_選んだ文章_.
□ □ □

普段は内部資料的にディレクター目線でアルバムについて書いたりしているのですが、せっかくなのでオープンスペースに書いてみます。

今回のアルバムを語るにはまず、その前作シングル「13分間の悪夢」から紐解く必要があります。さらにもっと言うと、その前作「a flood of circle」の中で1曲UNISON SQUARE GARDEN田淵くんにプロデュースしてもらったのですが、制作が終わった時に田淵くんも佐々木も「もっとやりたい」というムードをムンムンに漂わせていたので、シングルの企画段階でみんなに提案したら即決だったと記憶しています。

そして田淵くんも快諾してくれました。ここにおいてディレクター目線で言わせてもらいますと、UNISON SQUARE GARDENというとても大きなプロジェクト(かつ他にも彼は仕事しまっくてる)がある中でa flood of circleのシングル、しかも3曲も引き受けるというのはいくら本人がよくてもスタッフ的に相当難儀だったと思われます。そういう意味でユニゾンスタッフチームには今でもなお感謝をしても仕切れません。(僕が逆の立場だったら「佐々木、、、さすがにやめとこか」と言いかねない。)

まずは佐々木のデモを元に、二人がメールで意見やデモアレンジのやりとりするという過程の際に、僕もCCで入っていたのですが、デモの投げ合いというクリエイティブな爆発をPC画面からビシビシ感じてて、これはまさにディレクター冥利に尽きる時間でした。

デモがまとまってきた段階で今度はバンドでの具体的なアレンジ、そして実際のレコーディング。そのどの場面においてもプロデューサー田淵智也は完璧。a flood of circleが向かうべき方向性(というかそれは本来であればメンバーが目指しているものなんだけど、それを田淵くんが具現化してくれてる感覚)をスマートかつ柔らかく指し示してくれる。ゆえにメンバーも気持ち良く制作を進められていたと感じていました。

結果、とてもみずみずしい3曲が完成。どれもリードとして遜色がなかったので結果トリプルAサイドシングルにまで上り詰めた作品になりました。(実はシングルrecの段階ではこっそり田淵くんに「DEAR MY ROCKSTEADY」もアルバムに絶対必要な曲になるので、ぜひ入れたいと田淵くんに伝えていて、彼もそのためにアレンジもミックスも考えていてくれたのに、結果漏れてしまったんだよな・・・ごめんなさい。)

そのシングルを経て、メンバーの目線がとてもすっと前を向いたような感じがありました。こんなにスムーズ且つ、素敵な作品ができるのであれば、アルバムも田淵くんにプロデュースしてもらいたいと心底思ったんだけど、これ以上はユニゾンチームに負担かけ過ぎてしまうだろうという懸念と、アルバムという作品はバンドにとって最も大切なものなので、ここは田淵プロデュースを経たメンバーが自力で作る必要があると判断しました。

いわゆる田淵イズムを持ったメンバー、さらに「デモも良い曲山ほどあるし、メンバーのテンションもいい感じ」なので、スムーズにいくと思ったものの、、、、なんだかバンドは一旦ごちゃごちゃな状態になります。

□ □ □

アルバム制作について書かれた上の文章によると、今回のアルバムの前作にあたるシングルのタイトルは何ですか。

_データ抜粋_.
□ □ □

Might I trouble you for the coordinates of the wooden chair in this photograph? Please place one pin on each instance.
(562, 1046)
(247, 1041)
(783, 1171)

□ □ □

_結果_.
「13分間の悪夢」です。